* [Challenges]
[1] Answer each question using the holiday account below, one answer per line, marked as the questions are.
(a) How many months did the brother-in-law's cooking course last?
(b) About how many miles from the writer's home do the in-laws live?
(c) How many times did the mother-in-law come into the kitchen on Christmas Day to ask about helping?
[2] Using the holiday account below, decide whether each statement agrees with it. Answer yes or no, and quote the words of the account that decide it.
(a) On this visit, the mother-in-law and father-in-law traveled in the same car.
(b) The father-in-law has stayed overnight at the writer's house before.
(c) The brother-in-law asked before doing things in the kitchen.

Now, my brother-in-law is a semi-professional chef. Semi in the sense that he's had the full training at a sort of famous school in NYC that a few people have heard of and he actually had a real job for a while there, but he's never been taught to have realistic goals and expectations for his life, so he refuses to accept an entry-level job and work his way up - he thinks that since he has finally, for the first time in his life, finished a school-like course (8 whole months, watch out!) that he deserves to be plopped down in his own, prestigious kitchen with a 6-figure salary, right off the bat. I do admit that he seems to know what he's doing in the kitchen, but I feel that his arrogance is misplaced. But I digress. My mother-in-law is just so tickled that BIL is finally, finally semi-succeeding at anything in his life that she whips out the camera and takes pictures every time he's in the kitchen, so it worked out that she annoyed him out of my way. And when he did do stuff in the kitchen, he asked first and was delightful about it - like making Christmas breakfast for everyone.
I could stop right here and have told a nice, pleasant family story.

So we're down to my mother-in-law. Within seconds of her arrival, we knew we were in for it. She and father-in-law live in separate houses (but are not divorced, very twisted and annoying relationship to try and explain to a 4-year-old), in the same town, about 500 miles from here. They often come here at the same time, but they always travel in separate vehicles - she says he drives too slow and smokes too much, he just prefers to be alone (smart man?). But this time, for whatever twisted, bizarre reason, they came in the same car. (Want to give yourself a serious, throbbing, hangover-without-the-preceding-buzz kind of headache? Ask my mother-in-law a direct question and try to get a simple answer. Go ahead. I dare you.) So when she arrived at our house alone, it was moderately alarming. Turns out that no, they didn't argue, no, he didn't smoke the whole time, but simply being in my father-in-law's presence for 5 hours was enough to send my mother-in-law over the edge, so she had to drop him off at the hotel before coming to the house.

Hotel, you ask? Yes, they don't like the idea of sleeping in a guest room. Not enough amenities. My father-in-law has never slept here, and that's fine, we're all comfortable with that. My mother-in-law usually does but she hates my family (again - ask her about it! You won't get an answer, but it's fun to watch her stutter and lie!) so she wouldn't stay here with them.

Anyway, just a lot of crankiness from her. She came into the kitchen 6 - yes, I counted - 6 times on Christmas Day to ask if I wanted help. No. I'm proud to be hosting a big meal for the first time, no. I don't want help. My kitchen isn't big enough for two people to comfortably maneuver. No, I have everything planned out and under control. No, you were just complaining about not seeing the kids enough, go pester them. NO. NO NO NO NO NO. No.

* [Data records]
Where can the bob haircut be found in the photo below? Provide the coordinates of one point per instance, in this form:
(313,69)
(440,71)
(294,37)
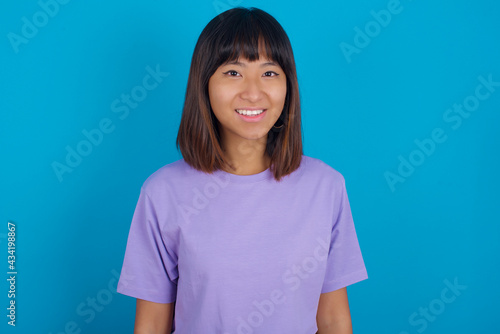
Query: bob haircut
(235,33)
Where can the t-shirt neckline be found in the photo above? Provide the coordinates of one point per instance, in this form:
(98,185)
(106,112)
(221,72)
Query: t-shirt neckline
(264,175)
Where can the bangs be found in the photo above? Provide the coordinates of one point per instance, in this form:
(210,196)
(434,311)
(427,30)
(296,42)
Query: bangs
(248,36)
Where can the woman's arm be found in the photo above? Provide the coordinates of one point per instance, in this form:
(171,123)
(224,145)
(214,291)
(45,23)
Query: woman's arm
(153,318)
(333,315)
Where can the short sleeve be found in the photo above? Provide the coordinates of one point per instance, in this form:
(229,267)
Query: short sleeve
(149,268)
(345,265)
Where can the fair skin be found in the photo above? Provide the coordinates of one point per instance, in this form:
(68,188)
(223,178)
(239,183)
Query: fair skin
(259,84)
(243,84)
(333,315)
(153,318)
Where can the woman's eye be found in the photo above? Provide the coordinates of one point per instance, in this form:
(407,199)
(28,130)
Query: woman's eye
(230,72)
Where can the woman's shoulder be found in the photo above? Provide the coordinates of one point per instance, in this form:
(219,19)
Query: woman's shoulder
(166,176)
(317,168)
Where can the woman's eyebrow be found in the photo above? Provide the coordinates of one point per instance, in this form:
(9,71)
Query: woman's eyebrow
(235,62)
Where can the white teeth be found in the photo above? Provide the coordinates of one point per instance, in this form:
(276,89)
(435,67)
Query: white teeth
(249,112)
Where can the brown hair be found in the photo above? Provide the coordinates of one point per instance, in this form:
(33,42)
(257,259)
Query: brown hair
(234,33)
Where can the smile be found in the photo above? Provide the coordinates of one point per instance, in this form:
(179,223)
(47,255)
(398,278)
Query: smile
(249,112)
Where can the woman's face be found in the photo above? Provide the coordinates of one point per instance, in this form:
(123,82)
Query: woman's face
(247,86)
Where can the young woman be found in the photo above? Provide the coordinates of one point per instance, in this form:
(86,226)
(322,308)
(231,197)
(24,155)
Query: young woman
(245,234)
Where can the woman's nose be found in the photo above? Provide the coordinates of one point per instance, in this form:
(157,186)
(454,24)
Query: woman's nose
(251,89)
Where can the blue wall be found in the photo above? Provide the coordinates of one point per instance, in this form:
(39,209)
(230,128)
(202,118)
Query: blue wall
(381,100)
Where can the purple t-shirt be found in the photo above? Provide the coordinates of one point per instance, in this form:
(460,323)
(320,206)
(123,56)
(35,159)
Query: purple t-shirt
(241,254)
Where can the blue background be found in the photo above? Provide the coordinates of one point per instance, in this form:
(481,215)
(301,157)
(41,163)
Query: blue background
(360,114)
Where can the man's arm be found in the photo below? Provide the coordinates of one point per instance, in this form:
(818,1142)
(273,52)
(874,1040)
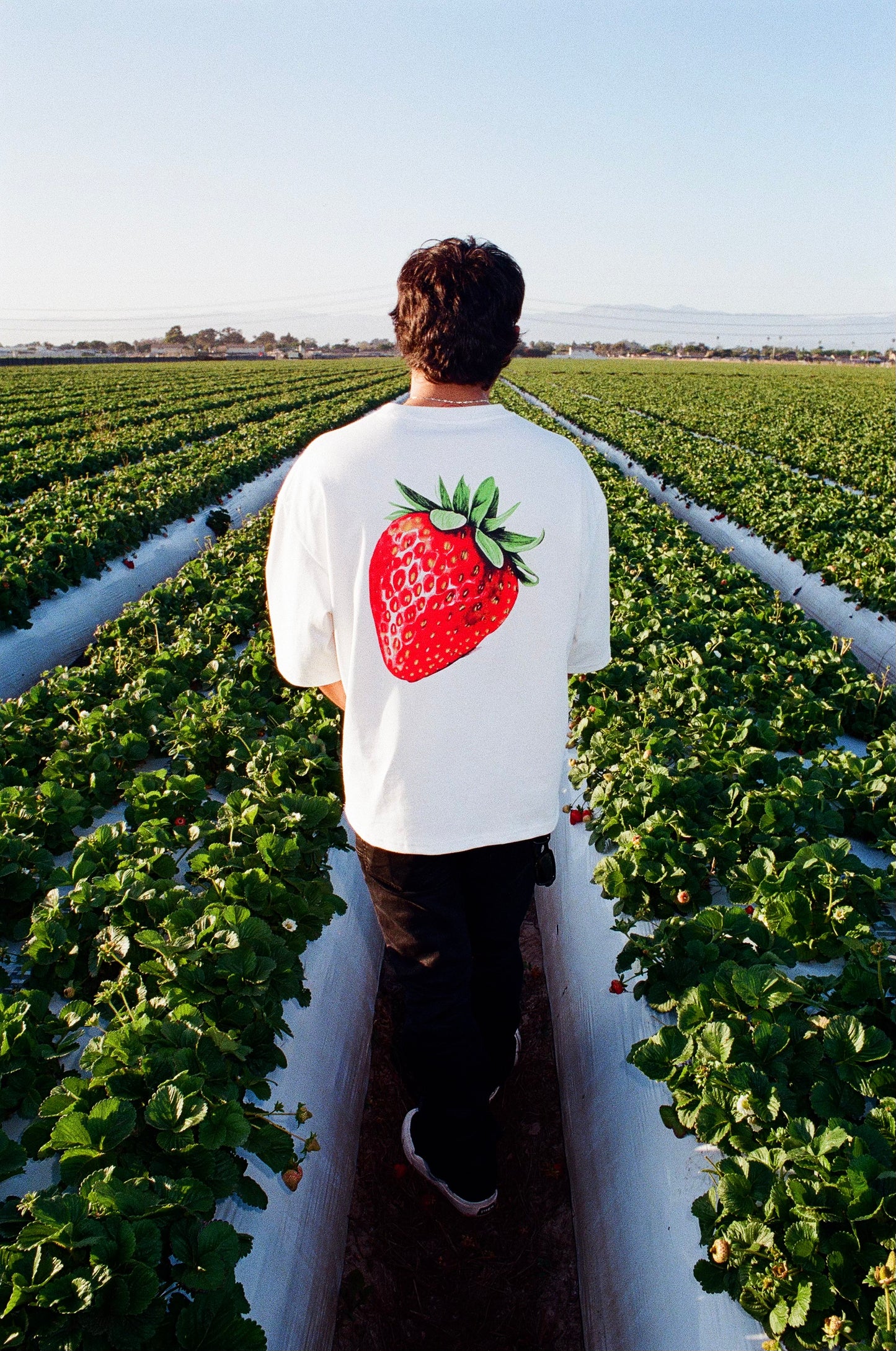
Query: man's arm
(335,693)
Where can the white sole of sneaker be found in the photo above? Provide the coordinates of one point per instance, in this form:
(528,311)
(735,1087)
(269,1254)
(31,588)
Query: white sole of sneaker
(417,1161)
(518,1039)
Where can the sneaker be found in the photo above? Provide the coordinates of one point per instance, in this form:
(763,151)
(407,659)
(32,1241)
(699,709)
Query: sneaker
(464,1204)
(518,1042)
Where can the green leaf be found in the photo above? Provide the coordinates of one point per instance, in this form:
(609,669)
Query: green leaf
(448,519)
(461,500)
(779,1318)
(417,500)
(207,1253)
(214,1322)
(515,544)
(490,549)
(12,1158)
(492,523)
(801,1307)
(695,1008)
(718,1040)
(802,1239)
(483,499)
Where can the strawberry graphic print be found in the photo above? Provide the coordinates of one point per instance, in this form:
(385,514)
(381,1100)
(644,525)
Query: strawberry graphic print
(443,576)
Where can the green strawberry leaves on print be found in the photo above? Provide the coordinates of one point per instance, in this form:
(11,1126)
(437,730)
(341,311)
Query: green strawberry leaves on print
(494,542)
(443,576)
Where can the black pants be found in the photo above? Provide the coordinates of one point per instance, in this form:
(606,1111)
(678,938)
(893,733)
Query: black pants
(452,924)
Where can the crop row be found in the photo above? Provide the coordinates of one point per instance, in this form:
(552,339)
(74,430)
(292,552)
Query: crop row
(60,535)
(129,441)
(834,422)
(845,537)
(65,404)
(704,754)
(175,938)
(144,927)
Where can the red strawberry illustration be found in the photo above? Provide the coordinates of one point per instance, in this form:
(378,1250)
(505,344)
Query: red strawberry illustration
(443,576)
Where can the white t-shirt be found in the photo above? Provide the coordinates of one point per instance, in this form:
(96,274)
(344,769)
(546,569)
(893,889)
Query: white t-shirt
(453,626)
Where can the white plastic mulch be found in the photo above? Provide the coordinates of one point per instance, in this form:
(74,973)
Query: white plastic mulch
(63,626)
(874,637)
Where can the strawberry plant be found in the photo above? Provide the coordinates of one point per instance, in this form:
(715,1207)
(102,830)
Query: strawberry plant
(706,753)
(60,535)
(443,576)
(758,482)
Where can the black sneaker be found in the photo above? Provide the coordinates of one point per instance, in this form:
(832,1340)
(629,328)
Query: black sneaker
(469,1205)
(518,1039)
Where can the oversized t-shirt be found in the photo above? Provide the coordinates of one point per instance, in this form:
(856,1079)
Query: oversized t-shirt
(450,568)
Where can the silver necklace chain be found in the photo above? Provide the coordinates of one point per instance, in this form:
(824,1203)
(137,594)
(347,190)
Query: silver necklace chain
(458,403)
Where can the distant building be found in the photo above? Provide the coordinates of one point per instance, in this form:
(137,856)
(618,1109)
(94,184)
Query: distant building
(246,352)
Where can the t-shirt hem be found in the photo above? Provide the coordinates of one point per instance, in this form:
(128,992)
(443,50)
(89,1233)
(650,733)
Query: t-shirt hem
(588,662)
(505,834)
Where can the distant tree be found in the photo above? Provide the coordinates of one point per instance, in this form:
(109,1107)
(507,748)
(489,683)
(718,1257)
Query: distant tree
(536,349)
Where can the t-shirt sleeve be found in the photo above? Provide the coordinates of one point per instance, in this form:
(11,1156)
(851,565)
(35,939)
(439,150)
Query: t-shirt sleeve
(590,649)
(299,592)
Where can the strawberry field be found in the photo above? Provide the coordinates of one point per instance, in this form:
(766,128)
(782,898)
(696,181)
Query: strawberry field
(802,457)
(168,805)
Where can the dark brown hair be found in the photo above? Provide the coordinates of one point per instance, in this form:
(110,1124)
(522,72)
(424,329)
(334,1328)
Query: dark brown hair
(457,311)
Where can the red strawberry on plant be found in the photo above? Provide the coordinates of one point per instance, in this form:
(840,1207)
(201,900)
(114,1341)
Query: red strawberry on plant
(443,577)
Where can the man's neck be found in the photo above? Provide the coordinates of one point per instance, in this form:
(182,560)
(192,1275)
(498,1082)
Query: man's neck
(427,394)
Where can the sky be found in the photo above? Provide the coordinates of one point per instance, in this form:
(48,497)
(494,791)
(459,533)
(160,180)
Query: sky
(272,162)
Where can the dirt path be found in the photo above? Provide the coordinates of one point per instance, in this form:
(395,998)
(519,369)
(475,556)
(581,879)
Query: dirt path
(417,1273)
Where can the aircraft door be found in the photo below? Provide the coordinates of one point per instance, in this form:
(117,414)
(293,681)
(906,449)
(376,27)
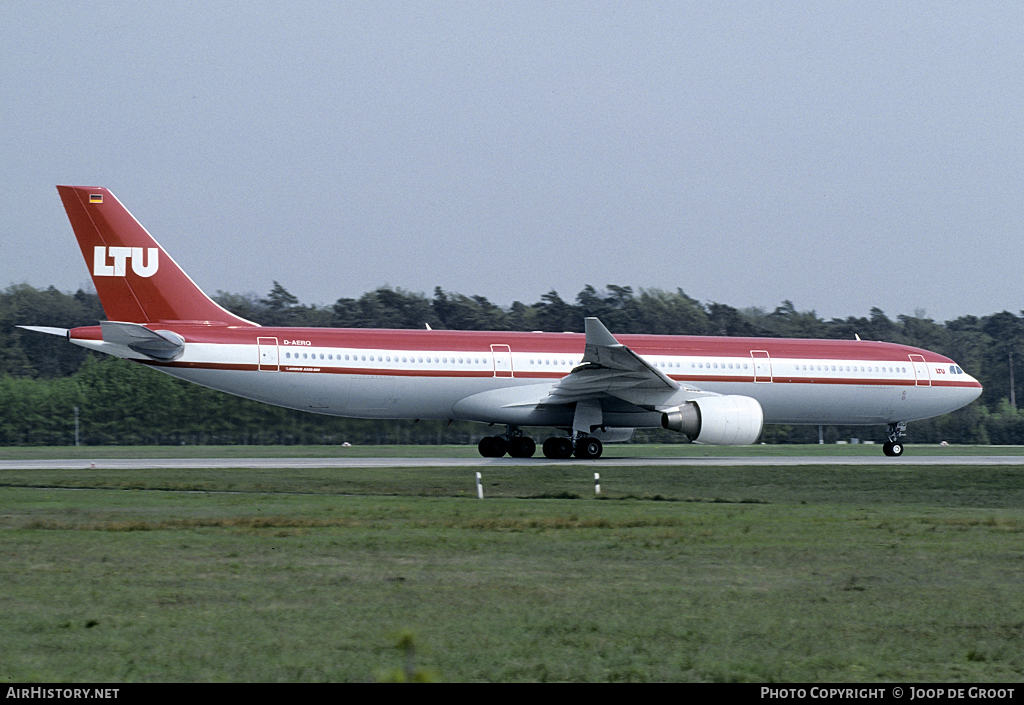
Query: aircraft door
(268,354)
(762,366)
(503,360)
(921,370)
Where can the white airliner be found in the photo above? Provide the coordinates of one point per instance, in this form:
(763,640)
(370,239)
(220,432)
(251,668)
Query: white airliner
(593,387)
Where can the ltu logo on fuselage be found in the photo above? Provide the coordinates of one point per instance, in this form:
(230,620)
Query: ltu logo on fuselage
(121,255)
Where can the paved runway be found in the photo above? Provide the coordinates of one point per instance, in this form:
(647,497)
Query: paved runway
(607,461)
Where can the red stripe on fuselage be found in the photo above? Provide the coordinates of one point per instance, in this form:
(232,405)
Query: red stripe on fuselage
(553,343)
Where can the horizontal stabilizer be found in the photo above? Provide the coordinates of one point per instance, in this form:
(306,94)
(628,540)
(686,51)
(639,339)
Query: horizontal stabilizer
(157,344)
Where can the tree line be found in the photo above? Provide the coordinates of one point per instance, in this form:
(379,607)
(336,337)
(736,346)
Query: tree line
(49,388)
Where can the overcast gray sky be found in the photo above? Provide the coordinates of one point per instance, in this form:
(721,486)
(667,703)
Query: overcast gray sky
(842,155)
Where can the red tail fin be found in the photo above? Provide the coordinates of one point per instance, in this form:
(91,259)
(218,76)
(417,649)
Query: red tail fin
(137,282)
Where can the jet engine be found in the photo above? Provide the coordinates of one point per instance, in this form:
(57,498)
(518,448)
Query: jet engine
(728,420)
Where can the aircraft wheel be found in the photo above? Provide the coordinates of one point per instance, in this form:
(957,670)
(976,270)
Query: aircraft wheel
(557,448)
(522,447)
(589,449)
(493,447)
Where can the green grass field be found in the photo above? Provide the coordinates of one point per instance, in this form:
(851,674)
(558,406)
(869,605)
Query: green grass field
(723,574)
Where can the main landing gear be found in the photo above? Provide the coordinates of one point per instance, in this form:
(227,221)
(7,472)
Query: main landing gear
(893,447)
(556,448)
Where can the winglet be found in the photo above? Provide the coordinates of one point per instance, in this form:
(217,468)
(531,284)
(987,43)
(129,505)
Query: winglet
(136,280)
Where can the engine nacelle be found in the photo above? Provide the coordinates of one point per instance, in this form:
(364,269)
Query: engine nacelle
(729,420)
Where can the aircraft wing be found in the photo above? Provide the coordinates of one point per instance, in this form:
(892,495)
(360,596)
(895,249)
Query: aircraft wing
(611,369)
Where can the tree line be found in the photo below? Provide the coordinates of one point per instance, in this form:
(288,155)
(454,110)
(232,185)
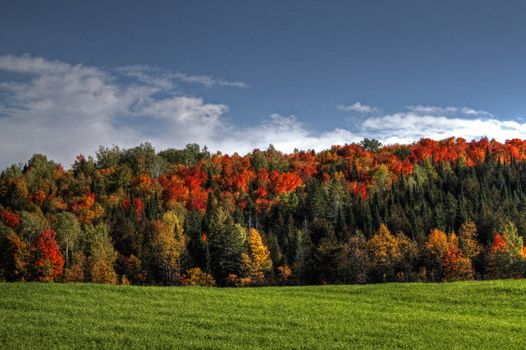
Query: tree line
(358,213)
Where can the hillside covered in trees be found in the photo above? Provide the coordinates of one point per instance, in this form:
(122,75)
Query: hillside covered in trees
(430,211)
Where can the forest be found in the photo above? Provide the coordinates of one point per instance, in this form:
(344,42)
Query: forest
(357,213)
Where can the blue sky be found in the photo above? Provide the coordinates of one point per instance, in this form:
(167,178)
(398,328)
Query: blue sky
(238,74)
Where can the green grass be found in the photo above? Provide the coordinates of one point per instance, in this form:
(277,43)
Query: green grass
(488,315)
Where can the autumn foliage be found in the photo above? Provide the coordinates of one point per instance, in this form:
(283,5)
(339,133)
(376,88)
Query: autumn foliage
(354,213)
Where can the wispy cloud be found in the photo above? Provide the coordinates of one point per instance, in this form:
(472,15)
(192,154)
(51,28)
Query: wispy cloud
(357,107)
(445,111)
(63,110)
(408,126)
(165,78)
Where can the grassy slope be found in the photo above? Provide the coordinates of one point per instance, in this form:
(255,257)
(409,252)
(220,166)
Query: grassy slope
(453,315)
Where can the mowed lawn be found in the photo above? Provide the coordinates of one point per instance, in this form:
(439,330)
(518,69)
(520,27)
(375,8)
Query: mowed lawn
(488,315)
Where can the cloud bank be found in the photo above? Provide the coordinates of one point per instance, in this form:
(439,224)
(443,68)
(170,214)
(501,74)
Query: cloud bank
(63,110)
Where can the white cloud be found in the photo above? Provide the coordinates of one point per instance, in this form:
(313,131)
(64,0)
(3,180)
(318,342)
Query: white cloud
(164,78)
(406,127)
(434,110)
(63,110)
(357,107)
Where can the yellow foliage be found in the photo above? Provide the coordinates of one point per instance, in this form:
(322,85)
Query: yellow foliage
(384,248)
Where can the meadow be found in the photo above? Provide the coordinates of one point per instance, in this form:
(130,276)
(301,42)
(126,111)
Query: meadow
(480,314)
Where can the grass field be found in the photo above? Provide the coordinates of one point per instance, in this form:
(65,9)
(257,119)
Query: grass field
(451,315)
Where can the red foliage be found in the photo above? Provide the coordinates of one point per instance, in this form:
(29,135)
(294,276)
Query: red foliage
(498,244)
(10,219)
(285,182)
(47,257)
(174,188)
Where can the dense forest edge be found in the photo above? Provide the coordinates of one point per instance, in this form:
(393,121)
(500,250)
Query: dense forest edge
(358,213)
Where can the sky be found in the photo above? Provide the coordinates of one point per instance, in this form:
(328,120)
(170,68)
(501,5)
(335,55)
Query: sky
(239,75)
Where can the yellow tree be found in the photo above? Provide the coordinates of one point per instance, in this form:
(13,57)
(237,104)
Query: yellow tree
(457,266)
(434,250)
(257,261)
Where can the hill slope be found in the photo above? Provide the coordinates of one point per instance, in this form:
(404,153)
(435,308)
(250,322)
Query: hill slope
(413,315)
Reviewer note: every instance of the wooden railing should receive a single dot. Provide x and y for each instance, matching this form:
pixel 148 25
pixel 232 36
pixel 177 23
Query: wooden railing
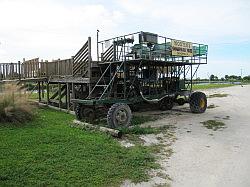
pixel 82 60
pixel 35 69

* [Task results]
[1]
(a) 8 months
(b) About 500 miles
(c) 6 times

[2]
(a) Yes: "But this time, for whatever twisted, bizarre reason, they came in the same car."
(b) No: "My father-in-law has never slept here"
(c) Yes: "And when he did do stuff in the kitchen, he asked first and was delightful about it"